» TASK DETAILS:
Retype all of the entries exactly as they appear.

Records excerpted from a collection
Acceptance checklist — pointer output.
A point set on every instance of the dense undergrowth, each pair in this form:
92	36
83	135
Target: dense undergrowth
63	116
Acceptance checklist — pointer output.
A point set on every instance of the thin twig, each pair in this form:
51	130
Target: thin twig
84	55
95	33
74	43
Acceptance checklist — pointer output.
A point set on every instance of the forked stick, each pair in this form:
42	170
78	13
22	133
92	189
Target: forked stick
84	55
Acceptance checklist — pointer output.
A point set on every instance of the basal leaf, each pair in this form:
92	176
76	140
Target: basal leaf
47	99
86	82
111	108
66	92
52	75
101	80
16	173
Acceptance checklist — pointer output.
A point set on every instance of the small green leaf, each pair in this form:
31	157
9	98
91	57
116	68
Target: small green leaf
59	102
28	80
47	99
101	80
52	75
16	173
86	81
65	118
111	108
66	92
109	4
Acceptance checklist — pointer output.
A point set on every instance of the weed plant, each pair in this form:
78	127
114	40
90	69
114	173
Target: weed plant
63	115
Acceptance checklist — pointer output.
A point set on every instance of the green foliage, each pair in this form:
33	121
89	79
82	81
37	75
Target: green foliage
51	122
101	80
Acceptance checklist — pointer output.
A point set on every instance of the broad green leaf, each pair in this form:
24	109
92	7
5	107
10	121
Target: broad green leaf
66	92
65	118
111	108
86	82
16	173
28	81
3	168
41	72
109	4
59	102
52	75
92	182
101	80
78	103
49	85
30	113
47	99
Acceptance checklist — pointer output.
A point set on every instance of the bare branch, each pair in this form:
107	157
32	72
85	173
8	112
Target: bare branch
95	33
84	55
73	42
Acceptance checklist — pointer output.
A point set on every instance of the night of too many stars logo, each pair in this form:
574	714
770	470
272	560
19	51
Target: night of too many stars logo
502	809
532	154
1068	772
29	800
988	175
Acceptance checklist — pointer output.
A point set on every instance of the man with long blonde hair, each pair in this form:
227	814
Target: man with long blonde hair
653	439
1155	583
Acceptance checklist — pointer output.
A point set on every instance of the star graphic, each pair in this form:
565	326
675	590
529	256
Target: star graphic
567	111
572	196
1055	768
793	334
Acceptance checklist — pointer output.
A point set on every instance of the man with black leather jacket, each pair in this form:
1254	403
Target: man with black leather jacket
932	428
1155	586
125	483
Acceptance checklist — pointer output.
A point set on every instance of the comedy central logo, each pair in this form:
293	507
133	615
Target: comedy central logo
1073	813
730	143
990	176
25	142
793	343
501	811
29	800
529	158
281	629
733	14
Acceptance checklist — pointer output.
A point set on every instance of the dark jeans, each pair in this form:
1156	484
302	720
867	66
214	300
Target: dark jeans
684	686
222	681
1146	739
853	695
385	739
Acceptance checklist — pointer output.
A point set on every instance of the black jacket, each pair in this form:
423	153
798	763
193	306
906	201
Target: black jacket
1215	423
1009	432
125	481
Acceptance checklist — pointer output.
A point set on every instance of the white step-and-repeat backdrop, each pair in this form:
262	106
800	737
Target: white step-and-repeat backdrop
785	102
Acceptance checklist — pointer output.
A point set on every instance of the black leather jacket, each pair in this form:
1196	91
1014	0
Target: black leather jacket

» EXERCISE RESULT:
Acceptance checklist — pointer output.
A point set on every instance of the dense undergrowth, each pair in this form:
92	36
83	135
Target: dense undergrowth
63	116
Acceptance checklist — pointer output.
A point set on every instance of the thin twig, each pair in this form:
51	130
Target: thin twig
84	55
95	33
74	43
Acceptance checklist — pointer output.
A point set on every instance of the forked stick, each pair in this form:
42	170
78	13
22	133
92	189
Target: forked stick
84	55
Acceptance checklist — pointer output.
A point set on every instance of the basal leaf, each pair in this form:
92	176
76	140
Target: basal leaf
47	99
86	82
111	108
66	92
52	75
101	80
16	173
Acceptance checklist — pointer output.
A point set on every instance of the small green leaf, each pair in this form:
31	157
9	98
91	57
116	68
Target: small green leaf
59	102
28	80
47	99
101	80
52	75
16	173
86	81
65	118
111	108
66	92
109	4
Acceptance checklist — pointer output.
A point set on every instance of the weed plant, each pair in this form:
78	127
114	40
90	69
114	173
Target: weed plant
63	115
Acceptance checklist — pointer output.
A point set on every instance of the green foliage, each pair in this form:
33	121
89	79
82	81
37	75
Target: green foliage
51	122
101	80
Acceptance checklist — pointer output.
A point set on every instance of the broad green leaf, each pair in this form:
24	109
92	7
5	107
10	121
Target: broad green leaf
66	92
65	118
111	108
86	82
16	173
28	81
3	168
41	72
109	4
59	102
52	75
92	182
101	80
78	103
49	85
30	113
47	99
Acceptance checklist — pointer output.
A point set on every instance of the bare branch, each pair in this form:
107	157
32	72
85	173
8	112
Target: bare branch
95	33
84	55
73	42
Acceptance checklist — pointer output.
A point set on every instance of the night of too many stars logo, each pair in this form:
574	714
770	470
272	560
19	51
Target: night of too many stars logo
502	809
532	154
1068	772
29	800
988	175
Acceptance checklist — pointer output.
A point set on every instance of the man with long blonde hair, each pair in this form:
227	814
Target: man with long blonde hair
653	439
1155	583
Acceptance checklist — pointer output.
A point set on every instance of the star graphic, each pair in this form:
565	326
675	590
529	256
Target: star graphic
567	111
572	196
1055	768
793	334
Acceptance checklist — pointer output.
A point set on every instance of the man with black leather jacket, each pair in this form:
1254	403
Target: man with black leather jacket
932	428
1155	586
125	483
Acceptance checklist — pointer output.
A point set on every instance of the comedy central logo, each pair in this form:
293	507
133	615
Target: comedy central logo
1073	813
730	143
990	176
25	142
793	343
501	811
29	800
529	158
281	629
733	14
Acceptance checklist — pointer output.
A point set on every instance of the dark jeans, each pair in this form:
1156	484
302	720
867	66
214	300
Target: dark jeans
684	686
222	681
1146	739
853	695
385	739
Acceptance checklist — pointer output.
A point set on every instance of the black jacket, each pair in this form:
423	153
798	763
193	306
906	201
Target: black jacket
1215	423
1009	432
125	481
Acceptance checklist — pointer output.
A point set on every instance of the white step-and-repeat backdrop, each pair in this form:
262	106
800	737
Target: white step-and-repeat backdrop
785	102
Acceptance checklist — pointer output.
A point set on every instance of the black leather jacket, each pair in this form:
1196	91
1014	0
Target: black leather jacket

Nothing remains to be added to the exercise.